▶ SHORT EXERCISE:
Repeat all of the lines below word for word, leaving out the pictures.

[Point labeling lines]
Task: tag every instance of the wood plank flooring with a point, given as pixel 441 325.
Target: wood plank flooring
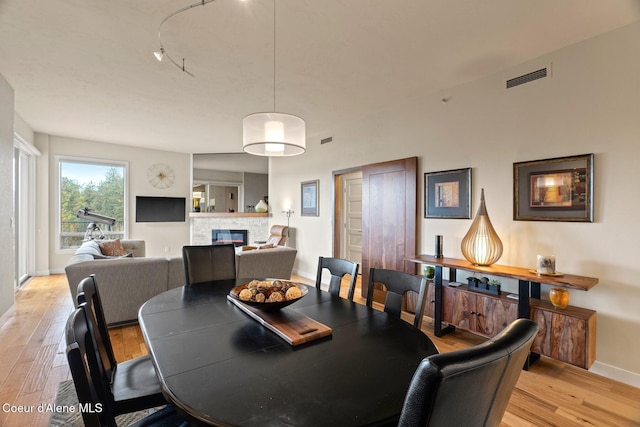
pixel 32 363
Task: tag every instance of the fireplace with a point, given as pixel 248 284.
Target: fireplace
pixel 237 237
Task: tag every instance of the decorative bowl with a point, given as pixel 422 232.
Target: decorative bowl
pixel 269 306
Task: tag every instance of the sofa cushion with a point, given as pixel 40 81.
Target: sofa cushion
pixel 112 248
pixel 275 263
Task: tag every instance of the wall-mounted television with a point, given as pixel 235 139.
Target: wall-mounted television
pixel 160 209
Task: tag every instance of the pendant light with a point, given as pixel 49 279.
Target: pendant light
pixel 481 245
pixel 273 134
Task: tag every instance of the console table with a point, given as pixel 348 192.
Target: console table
pixel 576 345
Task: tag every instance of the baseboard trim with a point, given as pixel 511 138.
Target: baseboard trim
pixel 617 374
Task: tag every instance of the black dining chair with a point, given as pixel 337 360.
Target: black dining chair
pixel 207 263
pixel 91 388
pixel 469 387
pixel 397 284
pixel 133 384
pixel 338 268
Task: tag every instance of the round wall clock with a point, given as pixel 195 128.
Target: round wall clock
pixel 161 175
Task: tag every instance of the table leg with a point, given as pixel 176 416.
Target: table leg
pixel 438 330
pixel 527 290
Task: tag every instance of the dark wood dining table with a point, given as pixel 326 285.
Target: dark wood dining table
pixel 218 366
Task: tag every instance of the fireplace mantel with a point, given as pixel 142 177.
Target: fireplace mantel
pixel 202 224
pixel 227 214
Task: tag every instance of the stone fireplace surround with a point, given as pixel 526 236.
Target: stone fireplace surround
pixel 202 224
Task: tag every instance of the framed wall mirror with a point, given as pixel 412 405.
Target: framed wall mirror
pixel 229 182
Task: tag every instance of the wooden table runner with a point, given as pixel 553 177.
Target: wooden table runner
pixel 291 326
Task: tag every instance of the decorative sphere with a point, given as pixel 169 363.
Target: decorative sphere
pixel 559 297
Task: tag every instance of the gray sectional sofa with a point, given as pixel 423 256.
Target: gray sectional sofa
pixel 127 282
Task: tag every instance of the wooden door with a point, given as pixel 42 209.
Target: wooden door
pixel 389 200
pixel 351 244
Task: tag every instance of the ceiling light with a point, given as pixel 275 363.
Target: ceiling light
pixel 273 134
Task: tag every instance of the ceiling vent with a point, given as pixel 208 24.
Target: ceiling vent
pixel 526 78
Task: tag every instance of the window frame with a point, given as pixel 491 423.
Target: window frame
pixel 59 160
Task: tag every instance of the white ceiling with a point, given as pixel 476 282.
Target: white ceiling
pixel 85 68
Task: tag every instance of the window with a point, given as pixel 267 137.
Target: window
pixel 96 185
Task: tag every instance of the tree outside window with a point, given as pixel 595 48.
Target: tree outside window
pixel 94 185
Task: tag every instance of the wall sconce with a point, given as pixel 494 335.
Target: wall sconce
pixel 481 245
pixel 288 213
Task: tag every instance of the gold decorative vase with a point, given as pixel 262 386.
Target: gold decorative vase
pixel 481 245
pixel 559 297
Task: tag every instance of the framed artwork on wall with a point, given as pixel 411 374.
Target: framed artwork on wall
pixel 447 194
pixel 310 198
pixel 557 189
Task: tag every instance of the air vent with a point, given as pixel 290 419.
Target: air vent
pixel 526 78
pixel 326 140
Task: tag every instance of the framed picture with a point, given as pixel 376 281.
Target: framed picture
pixel 558 189
pixel 310 198
pixel 448 194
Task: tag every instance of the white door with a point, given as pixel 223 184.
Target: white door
pixel 351 245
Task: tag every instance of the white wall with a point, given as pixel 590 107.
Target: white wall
pixel 591 104
pixel 7 260
pixel 162 239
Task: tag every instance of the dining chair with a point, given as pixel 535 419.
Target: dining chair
pixel 133 384
pixel 469 387
pixel 338 268
pixel 207 263
pixel 91 388
pixel 397 284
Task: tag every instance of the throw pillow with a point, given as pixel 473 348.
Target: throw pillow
pixel 112 248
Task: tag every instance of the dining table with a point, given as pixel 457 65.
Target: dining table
pixel 220 366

▶ EXERCISE RESULT:
Task: tag every instance of the wood plank flooring with a point, given as pixel 441 325.
Target: wood plank flooring
pixel 32 363
Task: tag every instance of the fireplace with a point, given as pixel 248 284.
Target: fireplace
pixel 237 237
Task: tag every instance of the decorative bowl with a point, given as pixel 422 232.
Target: decorative bowl
pixel 269 306
Task: tag every instance of the sofa cushion with a point, given as pixel 40 81.
Target: sofa cushion
pixel 112 248
pixel 275 263
Task: tag every instance of the wall-mounted television with a point, given as pixel 235 139.
Target: wall-mounted television
pixel 160 209
Task: tag every instance of the pendant light with a point, given as pixel 49 279.
Target: pendant light
pixel 481 245
pixel 273 134
Task: tag every instance of the console table with a point, given as pixel 348 192.
Target: console table
pixel 576 345
Task: tag every instance of the baseboard trim with a point, given as pixel 511 138.
Target: baseboard trim
pixel 617 374
Task: tag every instance of the black dining chair with a point, given as pixel 337 360.
Target: black dining chair
pixel 207 263
pixel 91 388
pixel 469 387
pixel 397 284
pixel 133 384
pixel 338 268
Task: tag every instance of the round wall clock with a point, given as pixel 195 128.
Target: round wall clock
pixel 161 175
Task: tag every instance of the table leg with a point, given as pixel 176 416.
Target: table leg
pixel 438 330
pixel 527 290
Task: tag every instance of the dark wood dining table with a point, given as pixel 326 285.
Target: dark wood dining table
pixel 218 366
Task: tag every instance of the fireplace mantel with a point, given as pixel 142 177.
Target: fireplace mantel
pixel 202 224
pixel 227 214
Task: tag every instance of the stone fireplace surround with a point, given as pixel 526 236.
Target: stone fireplace surround
pixel 202 224
Task: tag every instance of the framed wall mirror with a point, given as pixel 412 405.
Target: framed wall mirror
pixel 229 182
Task: tag every instance of the wooden table runner with a point, given as pixel 553 177.
Target: wooden table runner
pixel 291 326
Task: tag every instance of the decorative sphere with a point, given as pixel 169 363.
Target: decorative sphere
pixel 559 297
Task: tag every instance of the gray sectional sofa with a point, given as pixel 423 256.
Target: gray sectional sofa
pixel 127 282
Task: tag every instance of the wooden door with a point, given as pixel 42 209.
Target: wooden door
pixel 389 200
pixel 351 244
Task: tag every instance of the ceiling light with a point, given as pixel 275 363.
Target: ceiling light
pixel 273 134
Task: tag every instance of the ceiling vent with a point, given as pixel 208 24.
Target: ceiling vent
pixel 526 78
Task: tag every instance of the window frame with a point, given as pixel 491 423.
Target: window frame
pixel 59 160
Task: tag every instance of the white ceiling with a point, given as pixel 476 282.
Target: white ceiling
pixel 85 68
Task: tag every instance of the window with a point, given as pixel 267 137.
Target: window
pixel 96 185
Task: tag every instance of the tree outside window with a point, given as pixel 595 48.
Target: tree outside window
pixel 94 185
Task: tag every instance of the wall sconce with a point, given as pixel 494 335.
Target: wall sconce
pixel 481 245
pixel 288 213
Task: tag every instance of the gold decorative vase with a point, given as pixel 262 386.
Target: gold decorative vase
pixel 481 245
pixel 559 297
Task: tag every instance of the framed artwork on wall with a point, given as pixel 411 374.
Target: framed artwork on wall
pixel 447 194
pixel 310 198
pixel 557 189
Task: tag every instance of the air vent with a point, given as pixel 290 419.
Target: air vent
pixel 526 78
pixel 326 140
Task: tag every instance of the framed picture with a point, given as pixel 376 281.
Target: framed picture
pixel 558 189
pixel 310 198
pixel 448 194
Task: tag every instance of the white door with a point, given as pixel 223 184.
Target: white door
pixel 351 245
Task: tag every instance of the white wall with a point, given as pixel 590 107.
Target: white wall
pixel 591 104
pixel 7 260
pixel 162 239
Task: tag every instance of the dining chair with a point, given as pixel 535 419.
Target: dining chair
pixel 133 384
pixel 469 387
pixel 338 268
pixel 207 263
pixel 91 388
pixel 397 284
Task: tag every instance of the throw pillow with a point, given as pixel 473 348.
Target: throw pillow
pixel 112 248
Task: tag every instance of the dining table with a point, given as pixel 457 65.
Target: dining table
pixel 220 366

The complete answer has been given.